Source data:
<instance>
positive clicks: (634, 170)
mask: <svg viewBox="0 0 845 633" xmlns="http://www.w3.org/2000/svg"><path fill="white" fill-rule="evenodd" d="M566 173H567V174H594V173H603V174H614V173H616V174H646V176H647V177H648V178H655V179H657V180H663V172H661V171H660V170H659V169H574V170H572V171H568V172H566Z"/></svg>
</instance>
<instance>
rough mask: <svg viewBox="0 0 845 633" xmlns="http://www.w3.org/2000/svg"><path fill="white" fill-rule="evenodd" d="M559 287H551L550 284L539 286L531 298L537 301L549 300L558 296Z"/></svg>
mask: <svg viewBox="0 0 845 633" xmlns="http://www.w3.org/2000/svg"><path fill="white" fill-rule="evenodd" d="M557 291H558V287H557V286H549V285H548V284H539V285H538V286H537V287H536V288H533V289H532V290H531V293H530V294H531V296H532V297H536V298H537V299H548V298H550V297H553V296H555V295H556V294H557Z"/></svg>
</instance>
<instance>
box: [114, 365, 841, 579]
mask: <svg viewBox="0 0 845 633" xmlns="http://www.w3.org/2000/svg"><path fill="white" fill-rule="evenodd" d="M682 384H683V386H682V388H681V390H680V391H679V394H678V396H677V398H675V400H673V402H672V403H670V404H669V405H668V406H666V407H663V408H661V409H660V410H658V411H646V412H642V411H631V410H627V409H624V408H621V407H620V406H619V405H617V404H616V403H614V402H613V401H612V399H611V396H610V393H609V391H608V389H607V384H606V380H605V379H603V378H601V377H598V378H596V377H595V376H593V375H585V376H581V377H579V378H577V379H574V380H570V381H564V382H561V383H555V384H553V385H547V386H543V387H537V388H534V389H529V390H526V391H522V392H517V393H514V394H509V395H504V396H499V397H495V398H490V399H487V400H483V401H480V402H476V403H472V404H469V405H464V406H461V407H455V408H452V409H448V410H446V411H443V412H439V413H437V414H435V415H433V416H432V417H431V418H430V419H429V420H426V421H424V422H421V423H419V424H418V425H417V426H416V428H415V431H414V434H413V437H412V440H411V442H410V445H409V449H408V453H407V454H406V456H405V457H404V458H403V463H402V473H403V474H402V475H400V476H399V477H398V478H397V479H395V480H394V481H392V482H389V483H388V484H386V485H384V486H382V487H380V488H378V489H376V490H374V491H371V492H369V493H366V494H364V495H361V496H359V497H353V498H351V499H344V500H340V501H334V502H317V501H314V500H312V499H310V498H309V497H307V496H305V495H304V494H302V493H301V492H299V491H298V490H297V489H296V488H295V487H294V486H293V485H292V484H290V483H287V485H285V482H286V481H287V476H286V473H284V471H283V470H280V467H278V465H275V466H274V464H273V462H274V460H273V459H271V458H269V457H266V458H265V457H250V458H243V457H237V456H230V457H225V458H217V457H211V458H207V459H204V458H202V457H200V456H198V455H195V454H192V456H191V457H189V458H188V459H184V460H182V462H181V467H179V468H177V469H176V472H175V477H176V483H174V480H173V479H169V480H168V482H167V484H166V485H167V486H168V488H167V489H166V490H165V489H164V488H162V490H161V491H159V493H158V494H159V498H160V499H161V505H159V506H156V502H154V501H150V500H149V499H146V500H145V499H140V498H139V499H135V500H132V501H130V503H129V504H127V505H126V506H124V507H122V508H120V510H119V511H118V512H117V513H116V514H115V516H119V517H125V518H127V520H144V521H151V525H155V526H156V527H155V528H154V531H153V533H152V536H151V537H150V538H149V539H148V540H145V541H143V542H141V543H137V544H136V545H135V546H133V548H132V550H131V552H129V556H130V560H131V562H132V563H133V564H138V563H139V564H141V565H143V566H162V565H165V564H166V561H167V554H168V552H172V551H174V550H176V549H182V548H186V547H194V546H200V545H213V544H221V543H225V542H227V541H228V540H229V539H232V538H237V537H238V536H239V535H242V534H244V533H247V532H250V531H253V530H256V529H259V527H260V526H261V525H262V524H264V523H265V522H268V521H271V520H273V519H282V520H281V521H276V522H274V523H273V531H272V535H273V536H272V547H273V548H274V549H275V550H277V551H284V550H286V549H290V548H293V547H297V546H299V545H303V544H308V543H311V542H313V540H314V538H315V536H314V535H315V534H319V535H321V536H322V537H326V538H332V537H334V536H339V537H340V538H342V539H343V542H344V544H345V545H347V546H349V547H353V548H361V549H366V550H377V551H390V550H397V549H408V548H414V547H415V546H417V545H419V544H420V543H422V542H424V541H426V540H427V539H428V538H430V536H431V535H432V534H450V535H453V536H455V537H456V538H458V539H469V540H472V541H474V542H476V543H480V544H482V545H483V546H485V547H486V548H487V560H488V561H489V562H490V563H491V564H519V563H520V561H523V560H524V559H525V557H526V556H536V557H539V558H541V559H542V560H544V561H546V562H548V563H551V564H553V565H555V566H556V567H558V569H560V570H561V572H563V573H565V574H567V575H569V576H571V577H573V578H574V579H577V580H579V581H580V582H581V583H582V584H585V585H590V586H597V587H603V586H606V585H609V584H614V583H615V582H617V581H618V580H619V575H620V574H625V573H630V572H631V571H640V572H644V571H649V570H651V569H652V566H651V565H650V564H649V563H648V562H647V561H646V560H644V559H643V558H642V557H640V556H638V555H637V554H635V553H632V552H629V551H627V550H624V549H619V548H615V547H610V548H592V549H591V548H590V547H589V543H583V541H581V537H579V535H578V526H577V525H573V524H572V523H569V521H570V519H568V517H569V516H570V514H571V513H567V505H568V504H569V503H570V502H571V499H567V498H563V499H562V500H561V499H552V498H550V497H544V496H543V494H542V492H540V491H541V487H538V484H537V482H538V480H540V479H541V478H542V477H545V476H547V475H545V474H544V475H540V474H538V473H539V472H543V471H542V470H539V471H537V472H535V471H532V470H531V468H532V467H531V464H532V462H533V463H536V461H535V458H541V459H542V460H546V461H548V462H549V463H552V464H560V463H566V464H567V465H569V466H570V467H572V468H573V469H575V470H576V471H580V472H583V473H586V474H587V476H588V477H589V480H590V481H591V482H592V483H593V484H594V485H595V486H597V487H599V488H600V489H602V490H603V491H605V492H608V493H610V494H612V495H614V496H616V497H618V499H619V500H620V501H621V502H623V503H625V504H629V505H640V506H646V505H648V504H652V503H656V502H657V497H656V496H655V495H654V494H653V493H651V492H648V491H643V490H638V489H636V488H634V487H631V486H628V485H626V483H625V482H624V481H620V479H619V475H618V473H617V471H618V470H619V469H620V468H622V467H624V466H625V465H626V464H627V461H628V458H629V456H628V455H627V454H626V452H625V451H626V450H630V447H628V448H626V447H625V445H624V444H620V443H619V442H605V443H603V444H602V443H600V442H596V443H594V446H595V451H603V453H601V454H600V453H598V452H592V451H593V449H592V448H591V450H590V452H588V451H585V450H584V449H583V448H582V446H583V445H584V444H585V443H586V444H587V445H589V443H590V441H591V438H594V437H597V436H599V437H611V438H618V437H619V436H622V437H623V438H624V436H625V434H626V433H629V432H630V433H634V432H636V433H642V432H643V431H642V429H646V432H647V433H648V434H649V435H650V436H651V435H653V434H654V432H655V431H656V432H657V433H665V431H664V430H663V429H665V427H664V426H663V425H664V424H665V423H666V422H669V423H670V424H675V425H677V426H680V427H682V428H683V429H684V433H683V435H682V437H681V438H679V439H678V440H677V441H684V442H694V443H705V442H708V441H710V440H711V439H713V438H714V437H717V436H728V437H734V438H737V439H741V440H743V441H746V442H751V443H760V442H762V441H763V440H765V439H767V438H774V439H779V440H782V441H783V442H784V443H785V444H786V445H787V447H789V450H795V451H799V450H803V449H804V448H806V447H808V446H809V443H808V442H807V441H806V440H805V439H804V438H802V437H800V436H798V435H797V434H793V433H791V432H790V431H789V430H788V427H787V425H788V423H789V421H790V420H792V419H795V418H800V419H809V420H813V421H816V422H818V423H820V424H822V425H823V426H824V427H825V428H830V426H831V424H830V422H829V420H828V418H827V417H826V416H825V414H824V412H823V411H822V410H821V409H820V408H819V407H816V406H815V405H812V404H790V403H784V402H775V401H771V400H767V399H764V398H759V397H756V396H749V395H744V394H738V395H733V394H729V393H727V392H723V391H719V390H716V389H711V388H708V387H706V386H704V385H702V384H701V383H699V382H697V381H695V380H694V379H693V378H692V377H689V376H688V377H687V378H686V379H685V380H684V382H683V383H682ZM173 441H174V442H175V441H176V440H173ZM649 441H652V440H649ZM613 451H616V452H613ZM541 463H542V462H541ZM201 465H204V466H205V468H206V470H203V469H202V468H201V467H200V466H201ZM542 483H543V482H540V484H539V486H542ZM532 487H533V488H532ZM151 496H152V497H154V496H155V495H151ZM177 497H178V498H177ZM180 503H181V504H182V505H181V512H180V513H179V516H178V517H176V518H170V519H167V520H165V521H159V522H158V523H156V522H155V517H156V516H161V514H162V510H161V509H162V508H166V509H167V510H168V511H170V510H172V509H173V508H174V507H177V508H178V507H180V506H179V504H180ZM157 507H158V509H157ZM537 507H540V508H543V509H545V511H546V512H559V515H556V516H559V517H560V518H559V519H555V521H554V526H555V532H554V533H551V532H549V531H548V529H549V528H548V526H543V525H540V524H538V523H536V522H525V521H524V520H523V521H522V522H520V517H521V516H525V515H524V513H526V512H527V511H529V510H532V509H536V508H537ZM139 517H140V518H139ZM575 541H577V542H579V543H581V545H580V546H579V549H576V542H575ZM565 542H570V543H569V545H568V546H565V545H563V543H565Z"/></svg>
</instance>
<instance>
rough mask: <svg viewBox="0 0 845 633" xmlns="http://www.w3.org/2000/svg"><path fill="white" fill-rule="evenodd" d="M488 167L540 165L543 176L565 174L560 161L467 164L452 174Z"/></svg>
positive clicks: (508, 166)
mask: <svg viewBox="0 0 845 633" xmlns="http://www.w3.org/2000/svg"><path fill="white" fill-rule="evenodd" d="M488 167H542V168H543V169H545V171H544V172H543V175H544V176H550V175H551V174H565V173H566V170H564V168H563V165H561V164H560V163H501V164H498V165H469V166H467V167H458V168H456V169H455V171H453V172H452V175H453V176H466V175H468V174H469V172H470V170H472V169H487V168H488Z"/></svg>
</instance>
...
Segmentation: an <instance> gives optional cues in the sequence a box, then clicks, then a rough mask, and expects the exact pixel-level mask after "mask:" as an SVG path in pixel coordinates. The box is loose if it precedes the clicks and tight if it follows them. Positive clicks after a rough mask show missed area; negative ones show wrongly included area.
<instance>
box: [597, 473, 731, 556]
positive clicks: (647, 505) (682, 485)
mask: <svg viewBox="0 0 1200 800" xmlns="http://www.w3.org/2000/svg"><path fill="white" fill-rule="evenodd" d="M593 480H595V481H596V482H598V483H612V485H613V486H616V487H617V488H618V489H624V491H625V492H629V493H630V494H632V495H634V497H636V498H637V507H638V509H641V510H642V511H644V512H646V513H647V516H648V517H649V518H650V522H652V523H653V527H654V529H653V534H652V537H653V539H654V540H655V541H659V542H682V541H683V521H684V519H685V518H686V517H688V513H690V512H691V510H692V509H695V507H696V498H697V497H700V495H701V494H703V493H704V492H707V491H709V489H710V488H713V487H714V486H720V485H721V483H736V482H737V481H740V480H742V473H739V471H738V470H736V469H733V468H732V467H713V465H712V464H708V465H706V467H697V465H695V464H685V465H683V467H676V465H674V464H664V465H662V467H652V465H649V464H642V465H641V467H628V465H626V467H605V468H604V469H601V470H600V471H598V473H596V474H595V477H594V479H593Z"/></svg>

## AIM OF THE TASK
Reproduce the entries above exactly, but only the lines between the line holding "Segmentation: an <instance>" and the line holding "box: [597, 473, 731, 556]", inclusive.

## EXERCISE RESULT
Segmentation: an <instance> gives optional cues in the sequence a box, then clicks, then a rough mask, and expects the exact pixel-level mask after "mask:" as an SVG path in pixel coordinates. The box is loose if it precedes the clicks and tight if it follows them. Positive clicks after a rough mask show missed area; negative ones show wrongly included area.
<instance>
box: [597, 473, 731, 556]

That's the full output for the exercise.